Items from a data source:

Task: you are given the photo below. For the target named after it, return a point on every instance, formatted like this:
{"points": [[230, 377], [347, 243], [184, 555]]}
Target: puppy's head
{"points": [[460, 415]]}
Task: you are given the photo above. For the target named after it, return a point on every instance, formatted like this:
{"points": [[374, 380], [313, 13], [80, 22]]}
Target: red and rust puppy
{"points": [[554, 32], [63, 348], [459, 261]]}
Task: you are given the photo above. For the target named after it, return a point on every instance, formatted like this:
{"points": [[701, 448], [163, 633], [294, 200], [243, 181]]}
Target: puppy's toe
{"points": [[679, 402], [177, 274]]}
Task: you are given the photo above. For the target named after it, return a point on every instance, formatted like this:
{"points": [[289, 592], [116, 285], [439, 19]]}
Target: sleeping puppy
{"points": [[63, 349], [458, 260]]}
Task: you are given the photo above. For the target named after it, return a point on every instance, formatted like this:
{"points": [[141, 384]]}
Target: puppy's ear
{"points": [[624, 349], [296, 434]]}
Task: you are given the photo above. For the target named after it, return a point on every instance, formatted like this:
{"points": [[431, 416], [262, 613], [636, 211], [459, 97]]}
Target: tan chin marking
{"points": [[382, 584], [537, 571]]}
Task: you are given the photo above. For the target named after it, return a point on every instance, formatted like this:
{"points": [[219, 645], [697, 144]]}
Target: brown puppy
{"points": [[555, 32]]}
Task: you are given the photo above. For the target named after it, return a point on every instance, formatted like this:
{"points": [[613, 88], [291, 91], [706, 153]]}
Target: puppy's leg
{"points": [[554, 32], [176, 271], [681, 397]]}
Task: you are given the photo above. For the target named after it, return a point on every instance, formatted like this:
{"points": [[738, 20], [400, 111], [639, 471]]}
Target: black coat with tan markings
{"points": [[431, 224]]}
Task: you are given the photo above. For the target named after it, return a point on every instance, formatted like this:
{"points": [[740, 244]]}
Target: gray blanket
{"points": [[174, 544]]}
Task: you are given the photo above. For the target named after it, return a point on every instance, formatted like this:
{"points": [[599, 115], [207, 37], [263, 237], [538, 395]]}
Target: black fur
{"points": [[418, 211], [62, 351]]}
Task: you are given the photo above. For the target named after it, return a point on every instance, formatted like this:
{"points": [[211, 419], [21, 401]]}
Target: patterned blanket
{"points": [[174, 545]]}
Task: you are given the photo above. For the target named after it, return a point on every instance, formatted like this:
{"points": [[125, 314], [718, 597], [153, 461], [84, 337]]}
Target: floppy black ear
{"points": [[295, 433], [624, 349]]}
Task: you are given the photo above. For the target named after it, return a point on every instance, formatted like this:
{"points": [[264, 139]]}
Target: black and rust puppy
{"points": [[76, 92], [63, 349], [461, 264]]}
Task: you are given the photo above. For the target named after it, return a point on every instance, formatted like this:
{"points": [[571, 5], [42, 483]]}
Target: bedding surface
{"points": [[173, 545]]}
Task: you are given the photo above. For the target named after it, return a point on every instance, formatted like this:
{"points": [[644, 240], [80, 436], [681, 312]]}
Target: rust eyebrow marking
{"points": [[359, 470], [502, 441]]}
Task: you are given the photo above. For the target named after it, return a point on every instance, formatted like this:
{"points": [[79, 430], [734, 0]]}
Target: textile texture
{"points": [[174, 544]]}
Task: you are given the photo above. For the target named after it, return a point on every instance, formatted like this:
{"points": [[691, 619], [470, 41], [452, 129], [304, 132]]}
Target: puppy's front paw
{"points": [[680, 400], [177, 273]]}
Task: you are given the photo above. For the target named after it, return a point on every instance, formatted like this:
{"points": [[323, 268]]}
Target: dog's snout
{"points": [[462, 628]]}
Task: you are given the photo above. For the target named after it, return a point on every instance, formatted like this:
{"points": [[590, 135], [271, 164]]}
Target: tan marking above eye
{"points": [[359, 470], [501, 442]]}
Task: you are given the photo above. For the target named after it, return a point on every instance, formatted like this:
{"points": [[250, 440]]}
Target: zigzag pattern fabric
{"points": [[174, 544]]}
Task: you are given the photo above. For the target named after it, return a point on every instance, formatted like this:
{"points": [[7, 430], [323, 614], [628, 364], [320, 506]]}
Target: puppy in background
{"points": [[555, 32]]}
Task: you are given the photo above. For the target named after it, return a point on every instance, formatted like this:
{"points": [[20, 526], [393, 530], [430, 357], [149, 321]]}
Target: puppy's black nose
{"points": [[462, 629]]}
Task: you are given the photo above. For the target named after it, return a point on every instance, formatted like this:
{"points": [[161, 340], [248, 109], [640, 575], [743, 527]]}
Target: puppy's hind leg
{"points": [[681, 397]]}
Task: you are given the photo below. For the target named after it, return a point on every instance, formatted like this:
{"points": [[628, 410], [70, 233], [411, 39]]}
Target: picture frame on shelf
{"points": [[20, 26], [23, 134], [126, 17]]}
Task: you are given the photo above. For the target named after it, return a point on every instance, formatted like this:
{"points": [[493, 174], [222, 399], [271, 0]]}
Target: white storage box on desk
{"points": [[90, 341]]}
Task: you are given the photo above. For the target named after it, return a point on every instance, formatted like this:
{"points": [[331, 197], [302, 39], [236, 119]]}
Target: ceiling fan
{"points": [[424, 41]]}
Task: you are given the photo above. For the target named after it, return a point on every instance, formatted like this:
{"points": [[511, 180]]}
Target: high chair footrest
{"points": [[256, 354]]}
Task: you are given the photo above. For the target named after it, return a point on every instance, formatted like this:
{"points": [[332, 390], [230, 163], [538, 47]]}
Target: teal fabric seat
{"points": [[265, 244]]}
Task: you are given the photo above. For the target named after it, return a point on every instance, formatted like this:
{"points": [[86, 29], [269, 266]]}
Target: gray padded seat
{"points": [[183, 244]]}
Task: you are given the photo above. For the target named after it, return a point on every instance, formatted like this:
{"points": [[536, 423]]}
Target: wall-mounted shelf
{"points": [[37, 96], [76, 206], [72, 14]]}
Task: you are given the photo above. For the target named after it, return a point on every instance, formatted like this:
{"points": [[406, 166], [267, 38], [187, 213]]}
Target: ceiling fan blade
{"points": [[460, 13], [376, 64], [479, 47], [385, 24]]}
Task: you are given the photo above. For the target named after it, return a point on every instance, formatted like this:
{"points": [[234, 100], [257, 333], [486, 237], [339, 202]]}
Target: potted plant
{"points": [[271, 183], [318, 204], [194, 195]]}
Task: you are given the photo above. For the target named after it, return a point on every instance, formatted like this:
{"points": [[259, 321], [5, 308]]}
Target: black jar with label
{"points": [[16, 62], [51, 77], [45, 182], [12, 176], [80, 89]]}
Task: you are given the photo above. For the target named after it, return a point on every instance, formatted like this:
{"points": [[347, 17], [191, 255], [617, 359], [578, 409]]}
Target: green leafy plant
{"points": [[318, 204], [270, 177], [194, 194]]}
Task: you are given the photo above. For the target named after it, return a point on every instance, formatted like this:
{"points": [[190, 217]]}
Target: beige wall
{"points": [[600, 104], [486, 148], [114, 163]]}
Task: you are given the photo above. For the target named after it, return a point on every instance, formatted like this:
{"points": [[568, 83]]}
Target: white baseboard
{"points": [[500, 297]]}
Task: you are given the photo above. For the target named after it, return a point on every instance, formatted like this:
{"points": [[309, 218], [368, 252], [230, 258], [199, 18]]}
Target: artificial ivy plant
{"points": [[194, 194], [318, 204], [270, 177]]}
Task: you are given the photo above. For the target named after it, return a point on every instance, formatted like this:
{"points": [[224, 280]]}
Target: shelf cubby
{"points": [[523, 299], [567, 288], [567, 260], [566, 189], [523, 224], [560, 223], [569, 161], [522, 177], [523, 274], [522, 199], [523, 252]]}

:: Request ::
Write out the full listing exactly as given.

:: The solution ::
Task: you are given the photo below. For the target named after it, return a point on every instance, formatted like this:
{"points": [[230, 377], [347, 243], [184, 555]]}
Target: puppy's head
{"points": [[460, 415]]}
Task: you are given the photo above. For the target named after it, return a point on every instance, formatted like this:
{"points": [[374, 380], [313, 13], [80, 22]]}
Target: red and rust puppy
{"points": [[554, 32], [63, 348], [459, 261]]}
Task: you are given the photo above. For the target named after it, return a point on every instance, formatted like this:
{"points": [[701, 448], [163, 633], [294, 200], [243, 181]]}
Target: puppy's toe
{"points": [[679, 402], [177, 274]]}
Task: you are given the photo above. For the target named after it, return a point on every instance, formatted like this:
{"points": [[289, 592], [116, 285], [439, 19]]}
Target: sleeping puppy
{"points": [[63, 349], [458, 260]]}
Task: you are given the photo above. For the target named after it, return a point on every instance, formatted like this:
{"points": [[141, 384]]}
Target: puppy's ear
{"points": [[624, 349], [296, 434]]}
Task: you are given the photo above. For the target named after it, return a point on every instance, formatted like this:
{"points": [[431, 416], [262, 613], [636, 211], [459, 97]]}
Target: tan chin marking
{"points": [[382, 584], [537, 571]]}
Task: you are given the photo above. For the target named after it, return a point on every instance, formatted like this:
{"points": [[219, 645], [697, 144]]}
Target: brown puppy
{"points": [[555, 32]]}
Task: you are given the photo above. For the target named after it, return a point on every instance, formatted like this:
{"points": [[613, 88], [291, 91], [706, 153]]}
Target: puppy's leg
{"points": [[554, 32], [176, 271], [681, 397]]}
Task: you are given the photo above. For the target named after it, return a point on every instance, formatted like this:
{"points": [[738, 20], [400, 111], [639, 471]]}
Target: black coat with tan markings
{"points": [[431, 224]]}
Task: you are given the photo above. For the target named after it, return a point on every instance, formatted like this:
{"points": [[740, 244]]}
Target: gray blanket
{"points": [[174, 544]]}
Task: you are given the photo above. For the target named after it, return a point on every instance, formatted like this:
{"points": [[599, 115], [207, 37], [263, 237], [538, 395]]}
Target: black fur
{"points": [[418, 211], [62, 351]]}
Task: you are given the photo above. For the target named after it, return a point on every instance, formatted like this:
{"points": [[211, 419], [21, 401]]}
Target: patterned blanket
{"points": [[174, 545]]}
Task: you are given the photo above. For the target named after it, return a point on every instance, formatted like this:
{"points": [[125, 314], [718, 597], [153, 461], [84, 337]]}
Target: floppy black ear
{"points": [[295, 433], [624, 349]]}
Task: you are given the photo above. For the target named after it, return a point on every instance, formatted like this:
{"points": [[264, 139]]}
Target: black and rust puppy
{"points": [[76, 92], [63, 349], [461, 264]]}
Task: you are given the photo above. For the target named after it, return a point on every instance, formatted like this:
{"points": [[571, 5], [42, 483]]}
Target: bedding surface
{"points": [[173, 545]]}
Task: you are given the photo above. For the target named after it, return a point on every instance, formatted like this:
{"points": [[644, 240], [80, 436], [681, 312]]}
Target: rust eyebrow marking
{"points": [[359, 470], [502, 441]]}
Task: you are given the photo above. For the target named after it, return a point on every instance, formatted like this:
{"points": [[79, 430], [734, 0]]}
Target: textile texture
{"points": [[174, 544]]}
Task: you are given the photo above. For the target named after it, return a point on every instance, formatted like this:
{"points": [[691, 619], [470, 41], [452, 129], [304, 132]]}
Target: puppy's front paw
{"points": [[680, 400], [177, 273]]}
Task: you are given the photo above. For the target named after it, return a point on every instance, formatted like this:
{"points": [[323, 268]]}
Target: dog's snout
{"points": [[462, 628]]}
Task: you are given the photo above. For the target named after it, return a point on every instance, formatted like this:
{"points": [[590, 135], [271, 164]]}
Target: tan marking above eye
{"points": [[359, 470], [501, 442]]}
Task: you are given the photo above. For the target named after it, return a point on every instance, formatted like this:
{"points": [[250, 440]]}
Target: zigzag pattern fabric
{"points": [[174, 544]]}
Task: you are given the photo above. For the target named after it, return a point on every instance, formatted like this:
{"points": [[7, 430], [323, 614], [628, 364], [320, 506]]}
Target: puppy in background
{"points": [[555, 32]]}
Task: you are given the photo above. For the target named after it, return a point on every instance, formatted like this:
{"points": [[20, 526], [393, 530], [430, 357], [149, 321]]}
Target: puppy's black nose
{"points": [[462, 629]]}
Task: you are given the photo above. For the target named after it, return a point on every instance, formatted like this:
{"points": [[161, 340], [248, 109], [640, 575], [743, 527]]}
Target: puppy's hind leg
{"points": [[681, 397]]}
Task: you are given the photo below. For the target named after it, return a point on every instance, formatted like this:
{"points": [[628, 410], [70, 233], [411, 39]]}
Target: picture frame on shelf
{"points": [[20, 26], [23, 134], [126, 17]]}
Task: you are given the photo above. For the target named after it, return a point on every instance, formatted like this:
{"points": [[493, 174], [222, 399], [271, 0]]}
Target: white storage box on desk
{"points": [[90, 341]]}
Task: you are given the photo above. For the target named after it, return a point on every instance, formatted like this:
{"points": [[331, 197], [302, 39], [236, 119]]}
Target: ceiling fan
{"points": [[424, 41]]}
Task: you are given the photo above. For the target named after it, return a point on every instance, formatted like this:
{"points": [[511, 180]]}
Target: high chair footrest
{"points": [[256, 354]]}
Task: you are given the photo above. For the target named after it, return a point on every instance, formatted like this:
{"points": [[332, 390], [230, 163], [538, 47]]}
Target: teal fabric seat
{"points": [[265, 244]]}
Task: you are given the photo above. For the target named after it, return a point on every instance, formatted like this:
{"points": [[86, 29], [269, 266]]}
Target: gray padded seat
{"points": [[183, 244]]}
Task: you are given the photo above. For the target named after it, return a point on every instance, formatted like this:
{"points": [[536, 423]]}
Target: wall-mounted shelf
{"points": [[37, 96], [76, 206], [72, 14]]}
Task: you are given the photo above. For the target named after it, return a point on every instance, formatted like this:
{"points": [[406, 166], [267, 38], [187, 213]]}
Target: ceiling fan blade
{"points": [[460, 13], [376, 64], [479, 47], [385, 24]]}
Task: you are given the photo above. For the target named after it, return a point on every instance, formatted like this:
{"points": [[234, 100], [257, 333], [486, 237], [339, 202]]}
Target: potted plant
{"points": [[271, 183], [318, 204], [194, 195]]}
Task: you are given the photo above. For the target named after it, return a point on every instance, formatted like this:
{"points": [[259, 321], [5, 308]]}
Target: black jar with label
{"points": [[16, 62], [51, 77], [45, 182], [12, 176], [80, 89]]}
Task: you are given the photo above. For the target named after it, return a point on every instance, formatted like this:
{"points": [[347, 17], [191, 255], [617, 359], [578, 409]]}
Target: green leafy plant
{"points": [[318, 204], [270, 177], [194, 194]]}
Task: you are given the photo above. For the target named after it, return a point on every instance, formatted like this:
{"points": [[190, 217]]}
Target: beige wall
{"points": [[600, 104], [486, 148], [114, 163]]}
Task: you are given the photo above. For the target named after it, return a point on every instance, formatted like this:
{"points": [[568, 83]]}
Target: white baseboard
{"points": [[500, 297]]}
Task: you are given the photo above. For the target named after it, return a point on every instance, formatted like this:
{"points": [[309, 218], [368, 252], [230, 258], [199, 18]]}
Target: artificial ivy plant
{"points": [[194, 194], [318, 204], [270, 177]]}
Task: you are given the photo above. For the target named after it, return a point on every instance, formatted like this:
{"points": [[224, 280]]}
Target: shelf cubby
{"points": [[523, 299], [567, 288], [567, 260], [566, 189], [523, 224], [560, 223], [569, 161], [522, 177], [523, 274], [522, 199], [523, 252]]}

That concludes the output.